SUPPLIED MATERIAL =>
------------------------------------------------------------------------

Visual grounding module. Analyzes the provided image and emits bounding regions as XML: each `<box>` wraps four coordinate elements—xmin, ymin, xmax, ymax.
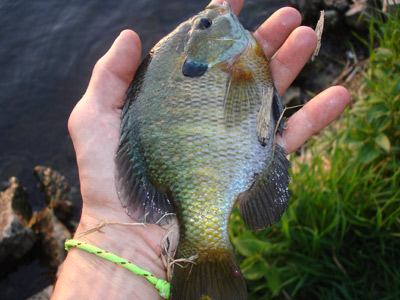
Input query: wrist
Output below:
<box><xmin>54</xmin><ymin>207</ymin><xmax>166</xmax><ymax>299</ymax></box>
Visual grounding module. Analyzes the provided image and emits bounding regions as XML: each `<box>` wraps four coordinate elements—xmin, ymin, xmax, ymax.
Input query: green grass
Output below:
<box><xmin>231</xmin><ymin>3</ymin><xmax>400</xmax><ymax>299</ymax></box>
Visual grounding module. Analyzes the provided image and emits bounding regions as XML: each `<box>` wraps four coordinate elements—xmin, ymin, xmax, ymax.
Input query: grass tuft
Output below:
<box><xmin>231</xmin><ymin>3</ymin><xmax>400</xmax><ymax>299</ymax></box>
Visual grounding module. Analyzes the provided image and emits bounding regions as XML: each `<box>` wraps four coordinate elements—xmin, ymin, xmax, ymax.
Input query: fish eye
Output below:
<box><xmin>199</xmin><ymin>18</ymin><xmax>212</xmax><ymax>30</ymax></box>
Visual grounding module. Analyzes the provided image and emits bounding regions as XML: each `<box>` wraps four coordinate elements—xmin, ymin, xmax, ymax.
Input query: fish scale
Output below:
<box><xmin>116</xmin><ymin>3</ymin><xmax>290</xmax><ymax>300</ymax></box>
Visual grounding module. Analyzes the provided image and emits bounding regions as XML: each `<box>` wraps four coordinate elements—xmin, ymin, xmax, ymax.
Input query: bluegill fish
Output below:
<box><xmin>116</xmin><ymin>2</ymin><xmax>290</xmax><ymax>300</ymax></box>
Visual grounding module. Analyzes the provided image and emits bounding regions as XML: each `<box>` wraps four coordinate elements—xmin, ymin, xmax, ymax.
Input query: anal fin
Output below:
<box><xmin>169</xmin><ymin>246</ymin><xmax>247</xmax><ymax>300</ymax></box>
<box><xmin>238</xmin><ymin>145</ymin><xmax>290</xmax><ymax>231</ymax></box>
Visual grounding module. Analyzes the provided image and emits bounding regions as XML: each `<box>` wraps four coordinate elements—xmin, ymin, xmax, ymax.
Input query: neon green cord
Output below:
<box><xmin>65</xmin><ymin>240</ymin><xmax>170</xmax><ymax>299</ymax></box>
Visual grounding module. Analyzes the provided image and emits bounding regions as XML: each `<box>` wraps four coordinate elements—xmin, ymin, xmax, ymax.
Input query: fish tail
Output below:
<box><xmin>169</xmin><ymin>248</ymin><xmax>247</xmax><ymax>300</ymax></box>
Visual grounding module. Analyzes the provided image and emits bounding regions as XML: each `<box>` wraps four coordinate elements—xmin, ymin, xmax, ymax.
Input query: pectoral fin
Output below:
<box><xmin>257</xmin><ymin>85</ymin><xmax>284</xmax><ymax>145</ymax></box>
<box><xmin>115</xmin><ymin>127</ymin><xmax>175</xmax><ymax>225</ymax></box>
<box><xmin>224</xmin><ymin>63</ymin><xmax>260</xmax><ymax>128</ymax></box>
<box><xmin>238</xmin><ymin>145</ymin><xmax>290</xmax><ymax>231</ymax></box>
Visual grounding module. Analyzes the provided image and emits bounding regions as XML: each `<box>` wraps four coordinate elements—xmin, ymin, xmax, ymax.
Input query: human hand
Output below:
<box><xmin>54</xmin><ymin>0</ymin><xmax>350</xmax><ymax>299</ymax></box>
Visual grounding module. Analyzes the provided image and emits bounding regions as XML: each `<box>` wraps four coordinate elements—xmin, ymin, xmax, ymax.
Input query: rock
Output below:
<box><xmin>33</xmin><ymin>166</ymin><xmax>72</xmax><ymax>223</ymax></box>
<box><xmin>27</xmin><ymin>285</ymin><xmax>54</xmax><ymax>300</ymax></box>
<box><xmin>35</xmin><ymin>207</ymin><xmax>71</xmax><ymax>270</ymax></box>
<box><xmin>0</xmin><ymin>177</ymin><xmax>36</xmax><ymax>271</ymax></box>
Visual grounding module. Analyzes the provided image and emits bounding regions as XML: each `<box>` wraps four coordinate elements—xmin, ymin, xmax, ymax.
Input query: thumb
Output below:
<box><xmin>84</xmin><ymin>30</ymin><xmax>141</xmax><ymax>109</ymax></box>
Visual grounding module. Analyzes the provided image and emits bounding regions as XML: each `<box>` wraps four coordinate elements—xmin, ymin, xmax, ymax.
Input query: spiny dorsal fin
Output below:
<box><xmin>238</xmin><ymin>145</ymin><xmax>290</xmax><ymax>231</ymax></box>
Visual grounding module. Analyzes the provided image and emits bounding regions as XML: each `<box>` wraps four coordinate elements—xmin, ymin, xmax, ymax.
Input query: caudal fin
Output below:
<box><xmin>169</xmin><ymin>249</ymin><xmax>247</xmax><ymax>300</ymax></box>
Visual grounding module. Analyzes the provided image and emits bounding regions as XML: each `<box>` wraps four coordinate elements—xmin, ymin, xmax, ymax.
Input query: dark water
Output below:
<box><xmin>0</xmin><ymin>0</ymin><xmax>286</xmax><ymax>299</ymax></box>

------------------------------------------------------------------------

SET TASK =>
Pull out every line above that contains the string "grass" and copy each one in full.

PROBLEM SOLUTION =>
Input query: green grass
Input query: grass tuft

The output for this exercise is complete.